◆ Exercise description:
Write out every record below exactly as it appears.

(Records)
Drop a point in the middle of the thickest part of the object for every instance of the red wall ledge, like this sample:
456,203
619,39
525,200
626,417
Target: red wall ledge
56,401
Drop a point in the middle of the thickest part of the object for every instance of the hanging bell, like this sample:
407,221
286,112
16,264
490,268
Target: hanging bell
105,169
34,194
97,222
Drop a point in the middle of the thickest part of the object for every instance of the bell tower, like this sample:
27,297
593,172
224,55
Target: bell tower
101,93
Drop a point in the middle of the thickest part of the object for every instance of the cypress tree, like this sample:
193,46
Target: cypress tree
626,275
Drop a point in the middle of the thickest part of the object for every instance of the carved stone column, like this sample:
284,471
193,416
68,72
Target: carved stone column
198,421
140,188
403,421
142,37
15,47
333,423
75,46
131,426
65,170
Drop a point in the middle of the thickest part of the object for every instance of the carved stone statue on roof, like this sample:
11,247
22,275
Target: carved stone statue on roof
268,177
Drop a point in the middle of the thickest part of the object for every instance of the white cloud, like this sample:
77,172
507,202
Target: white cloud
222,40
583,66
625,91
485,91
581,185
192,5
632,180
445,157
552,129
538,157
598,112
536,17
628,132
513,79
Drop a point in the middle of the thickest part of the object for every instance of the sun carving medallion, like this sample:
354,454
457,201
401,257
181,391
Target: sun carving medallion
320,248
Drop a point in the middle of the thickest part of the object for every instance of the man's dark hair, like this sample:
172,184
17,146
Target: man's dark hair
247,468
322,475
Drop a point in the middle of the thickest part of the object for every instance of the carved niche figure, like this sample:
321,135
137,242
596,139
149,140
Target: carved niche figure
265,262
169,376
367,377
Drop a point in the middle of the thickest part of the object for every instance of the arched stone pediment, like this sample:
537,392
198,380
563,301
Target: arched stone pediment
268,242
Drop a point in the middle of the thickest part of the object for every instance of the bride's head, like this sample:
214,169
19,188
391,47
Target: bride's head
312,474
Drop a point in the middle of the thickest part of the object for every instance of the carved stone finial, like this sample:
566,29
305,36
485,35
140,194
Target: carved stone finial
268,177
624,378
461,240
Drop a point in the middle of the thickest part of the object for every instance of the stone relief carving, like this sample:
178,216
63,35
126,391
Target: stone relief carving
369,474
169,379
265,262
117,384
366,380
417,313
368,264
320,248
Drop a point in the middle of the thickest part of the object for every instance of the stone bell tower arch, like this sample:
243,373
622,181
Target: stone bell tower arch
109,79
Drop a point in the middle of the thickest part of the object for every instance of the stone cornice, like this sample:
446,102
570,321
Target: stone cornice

◆ Solution below:
Drop a point in the middle of the thickest part of the object for every instance of the red wall ledge, like this sample:
456,203
619,39
525,200
626,417
Target: red wall ledge
56,401
Drop a point in the middle of the thickest part of the object for every instance of the hanging bell, like this sample:
407,221
286,112
16,264
490,268
Target: hanging bell
105,169
34,194
97,222
Drop a point in the middle of the thickest part of the object for every instance of the bell tower, like this sample:
27,297
593,172
224,55
Target: bell tower
101,93
Drop a point in the middle of the thickest part of the object for every instance of the cypress tree, like this sample:
193,46
Target: cypress tree
626,275
Drop a point in the middle of the thickest part of the object for every instance of the carved stone column, like this sample:
284,471
193,416
68,72
Target: carved stone column
198,421
140,188
403,421
142,37
15,47
333,423
75,46
131,426
65,170
Drop a point in the middle of the thickest part of the object for every instance of the carved stone statue on roof, like this sample:
11,247
22,275
Target: carved stone statue on roof
268,177
Drop a point in the middle of the thickest part of the object for every instance of the white cloud, like this sample:
77,172
507,202
Target: white cloud
222,40
583,66
625,91
485,91
581,185
192,5
632,180
445,157
552,129
538,157
598,112
536,17
628,132
513,79
Drop a point in the middle of the thickest part of the object for every instance of the sun carving medallion, like this sample:
354,454
457,201
401,257
181,391
Target: sun carving medallion
320,248
Drop a point in the middle of the thickest part of the object for every instance of the man's dark hair, like this sample:
172,184
17,146
Target: man's dark hair
247,468
322,475
Drop a point in the middle of the thickest part of the object for every instance of the carved niche figure, like this sample:
321,135
137,242
596,139
149,140
Target: carved niche figure
265,262
169,376
367,377
Drop a point in the middle of the thickest part of the object for every instance of the arched stone pediment, like this sample:
537,392
198,380
563,301
Target: arched stone pediment
268,242
Drop a point in the middle of the thickest part of the object for every instance of the bride's head, like this sample:
214,169
19,188
391,47
Target: bride's head
312,474
Drop a point in the middle of the thickest part of the object for every instance of the carved stone finial, like this sample:
566,29
305,36
485,35
140,194
Target: carved stone finial
268,177
624,378
461,240
Drop a point in the middle of the thickest part of the object for every instance of the stone relief carving, like this sample:
178,216
63,35
126,391
Target: stone relief carving
369,474
169,379
265,262
117,384
366,380
417,313
368,264
320,248
Drop a point in the middle of the thickest part of the object for every instance of the stone bell tower arch, like this sample:
243,373
622,181
Target: stone bell tower arch
109,79
Drop a point in the middle of the thickest part of the object for every instance of the stone cornice, like this sample:
446,102
570,321
Target: stone cornice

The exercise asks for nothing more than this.